◆ **Instructions for the task**
Count how many of the lines below contain the word "positive" and reply with that number alone.

***** Data in this exercise *****

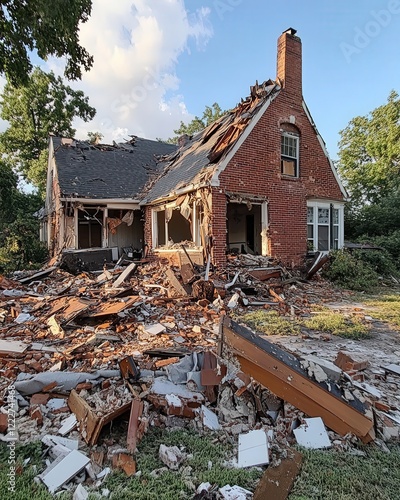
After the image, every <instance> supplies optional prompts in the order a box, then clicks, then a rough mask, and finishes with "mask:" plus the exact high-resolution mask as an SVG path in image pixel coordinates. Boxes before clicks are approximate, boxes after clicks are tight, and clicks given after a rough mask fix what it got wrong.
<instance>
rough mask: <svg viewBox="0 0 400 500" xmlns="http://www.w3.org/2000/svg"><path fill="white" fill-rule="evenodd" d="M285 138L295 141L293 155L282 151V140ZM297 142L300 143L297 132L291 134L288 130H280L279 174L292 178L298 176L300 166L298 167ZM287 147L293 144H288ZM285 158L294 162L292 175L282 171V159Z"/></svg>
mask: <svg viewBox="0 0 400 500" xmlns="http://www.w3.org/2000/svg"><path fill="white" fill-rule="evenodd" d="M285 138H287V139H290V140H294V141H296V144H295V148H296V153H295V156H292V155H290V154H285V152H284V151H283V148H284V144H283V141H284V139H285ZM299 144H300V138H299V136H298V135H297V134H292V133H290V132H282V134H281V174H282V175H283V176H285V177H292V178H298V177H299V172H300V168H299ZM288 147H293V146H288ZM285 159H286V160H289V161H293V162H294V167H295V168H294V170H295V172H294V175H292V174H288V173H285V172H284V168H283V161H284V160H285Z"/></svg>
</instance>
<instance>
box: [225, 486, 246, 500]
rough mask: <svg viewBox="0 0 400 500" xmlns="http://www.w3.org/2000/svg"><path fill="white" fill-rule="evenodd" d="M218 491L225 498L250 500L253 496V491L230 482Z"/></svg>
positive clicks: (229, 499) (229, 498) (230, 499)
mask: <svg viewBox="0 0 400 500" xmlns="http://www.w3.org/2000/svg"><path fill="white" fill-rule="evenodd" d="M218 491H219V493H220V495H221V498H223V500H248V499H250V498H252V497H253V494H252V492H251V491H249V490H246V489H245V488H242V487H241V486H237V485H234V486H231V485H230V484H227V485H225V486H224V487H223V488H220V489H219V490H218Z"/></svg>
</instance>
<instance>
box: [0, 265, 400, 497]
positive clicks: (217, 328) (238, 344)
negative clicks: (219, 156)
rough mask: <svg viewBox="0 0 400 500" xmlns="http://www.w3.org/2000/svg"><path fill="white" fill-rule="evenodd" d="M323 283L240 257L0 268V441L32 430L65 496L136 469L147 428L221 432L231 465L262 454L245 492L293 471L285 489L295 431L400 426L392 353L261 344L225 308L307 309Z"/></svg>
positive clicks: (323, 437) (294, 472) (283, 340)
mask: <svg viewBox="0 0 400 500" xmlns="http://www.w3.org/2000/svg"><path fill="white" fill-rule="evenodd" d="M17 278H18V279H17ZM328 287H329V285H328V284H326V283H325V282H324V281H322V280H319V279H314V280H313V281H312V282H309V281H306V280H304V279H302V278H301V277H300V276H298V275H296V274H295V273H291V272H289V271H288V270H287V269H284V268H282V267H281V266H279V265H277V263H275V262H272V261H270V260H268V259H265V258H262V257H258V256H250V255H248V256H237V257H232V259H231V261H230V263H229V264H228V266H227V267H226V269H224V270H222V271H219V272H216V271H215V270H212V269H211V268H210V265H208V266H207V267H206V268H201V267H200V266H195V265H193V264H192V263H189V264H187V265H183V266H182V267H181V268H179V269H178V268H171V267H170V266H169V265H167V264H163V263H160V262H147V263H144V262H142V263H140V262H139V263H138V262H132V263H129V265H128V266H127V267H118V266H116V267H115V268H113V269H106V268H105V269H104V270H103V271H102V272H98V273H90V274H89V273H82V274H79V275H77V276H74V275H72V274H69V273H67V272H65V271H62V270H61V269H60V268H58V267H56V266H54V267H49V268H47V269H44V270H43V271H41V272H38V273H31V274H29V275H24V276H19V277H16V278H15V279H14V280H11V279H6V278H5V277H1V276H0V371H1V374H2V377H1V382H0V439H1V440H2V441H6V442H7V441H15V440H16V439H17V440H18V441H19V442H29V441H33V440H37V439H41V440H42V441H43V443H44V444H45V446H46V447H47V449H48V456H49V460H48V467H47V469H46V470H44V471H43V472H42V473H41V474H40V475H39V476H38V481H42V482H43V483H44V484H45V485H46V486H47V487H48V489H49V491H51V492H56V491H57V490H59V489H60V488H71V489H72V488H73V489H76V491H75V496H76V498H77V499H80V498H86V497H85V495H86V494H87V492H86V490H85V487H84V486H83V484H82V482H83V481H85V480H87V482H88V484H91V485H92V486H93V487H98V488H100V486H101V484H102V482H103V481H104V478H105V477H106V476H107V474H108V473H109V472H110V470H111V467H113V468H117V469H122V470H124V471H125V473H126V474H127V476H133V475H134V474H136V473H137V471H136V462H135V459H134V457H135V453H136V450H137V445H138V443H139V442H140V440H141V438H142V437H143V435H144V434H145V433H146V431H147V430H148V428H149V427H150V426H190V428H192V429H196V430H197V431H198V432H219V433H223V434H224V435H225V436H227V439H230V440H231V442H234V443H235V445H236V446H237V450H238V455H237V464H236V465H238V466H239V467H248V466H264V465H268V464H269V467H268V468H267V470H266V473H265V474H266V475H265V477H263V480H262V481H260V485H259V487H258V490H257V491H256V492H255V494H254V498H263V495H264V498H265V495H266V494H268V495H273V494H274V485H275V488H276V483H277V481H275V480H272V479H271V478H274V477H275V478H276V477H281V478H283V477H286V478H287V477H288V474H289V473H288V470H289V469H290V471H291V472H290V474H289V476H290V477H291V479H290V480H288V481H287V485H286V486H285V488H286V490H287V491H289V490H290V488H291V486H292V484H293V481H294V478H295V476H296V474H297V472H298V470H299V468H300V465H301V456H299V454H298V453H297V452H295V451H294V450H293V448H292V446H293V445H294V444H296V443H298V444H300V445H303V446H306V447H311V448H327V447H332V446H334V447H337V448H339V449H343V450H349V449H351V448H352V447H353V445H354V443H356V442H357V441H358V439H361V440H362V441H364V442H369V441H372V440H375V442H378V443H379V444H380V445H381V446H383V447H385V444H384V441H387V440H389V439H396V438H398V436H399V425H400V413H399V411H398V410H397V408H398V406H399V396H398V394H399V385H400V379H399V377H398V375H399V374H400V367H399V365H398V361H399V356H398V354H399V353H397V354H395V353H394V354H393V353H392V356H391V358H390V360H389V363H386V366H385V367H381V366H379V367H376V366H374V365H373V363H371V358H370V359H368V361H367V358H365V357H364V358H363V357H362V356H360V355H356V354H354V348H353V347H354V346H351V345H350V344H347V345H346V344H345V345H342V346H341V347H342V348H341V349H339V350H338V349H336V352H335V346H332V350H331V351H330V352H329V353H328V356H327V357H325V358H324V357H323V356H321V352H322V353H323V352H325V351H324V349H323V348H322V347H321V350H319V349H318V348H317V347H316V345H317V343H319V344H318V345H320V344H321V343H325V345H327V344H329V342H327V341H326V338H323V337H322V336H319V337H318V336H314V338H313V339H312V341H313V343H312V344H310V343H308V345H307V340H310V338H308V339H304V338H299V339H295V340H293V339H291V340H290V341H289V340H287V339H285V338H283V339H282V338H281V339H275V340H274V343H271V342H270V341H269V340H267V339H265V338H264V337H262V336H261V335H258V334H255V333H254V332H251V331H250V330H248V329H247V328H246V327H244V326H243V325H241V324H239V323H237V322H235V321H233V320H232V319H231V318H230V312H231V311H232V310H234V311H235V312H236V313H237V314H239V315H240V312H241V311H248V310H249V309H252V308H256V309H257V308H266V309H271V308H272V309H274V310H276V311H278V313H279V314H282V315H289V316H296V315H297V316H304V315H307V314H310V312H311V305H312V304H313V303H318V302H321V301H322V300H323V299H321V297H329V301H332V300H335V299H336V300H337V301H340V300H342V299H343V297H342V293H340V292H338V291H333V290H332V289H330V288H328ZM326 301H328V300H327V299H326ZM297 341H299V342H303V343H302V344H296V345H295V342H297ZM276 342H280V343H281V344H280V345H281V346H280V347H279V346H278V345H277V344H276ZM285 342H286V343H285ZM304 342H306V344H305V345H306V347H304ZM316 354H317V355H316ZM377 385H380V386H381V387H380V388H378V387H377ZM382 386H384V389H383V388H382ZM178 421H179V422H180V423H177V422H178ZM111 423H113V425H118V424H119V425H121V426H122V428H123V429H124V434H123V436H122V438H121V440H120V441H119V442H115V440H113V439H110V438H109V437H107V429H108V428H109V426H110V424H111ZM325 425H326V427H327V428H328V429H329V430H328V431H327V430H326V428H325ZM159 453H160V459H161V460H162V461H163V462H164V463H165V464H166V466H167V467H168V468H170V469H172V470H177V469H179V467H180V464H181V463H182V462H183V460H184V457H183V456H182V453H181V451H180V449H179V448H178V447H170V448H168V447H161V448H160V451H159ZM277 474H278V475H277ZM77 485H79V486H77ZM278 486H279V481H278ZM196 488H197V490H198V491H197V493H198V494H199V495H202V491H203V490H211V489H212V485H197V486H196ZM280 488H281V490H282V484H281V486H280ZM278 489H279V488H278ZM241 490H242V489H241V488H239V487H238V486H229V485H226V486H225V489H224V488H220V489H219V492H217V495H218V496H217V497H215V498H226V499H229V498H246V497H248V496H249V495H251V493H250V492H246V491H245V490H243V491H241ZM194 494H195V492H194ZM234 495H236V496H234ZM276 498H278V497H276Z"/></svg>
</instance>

*****

◆ **Answer box**
3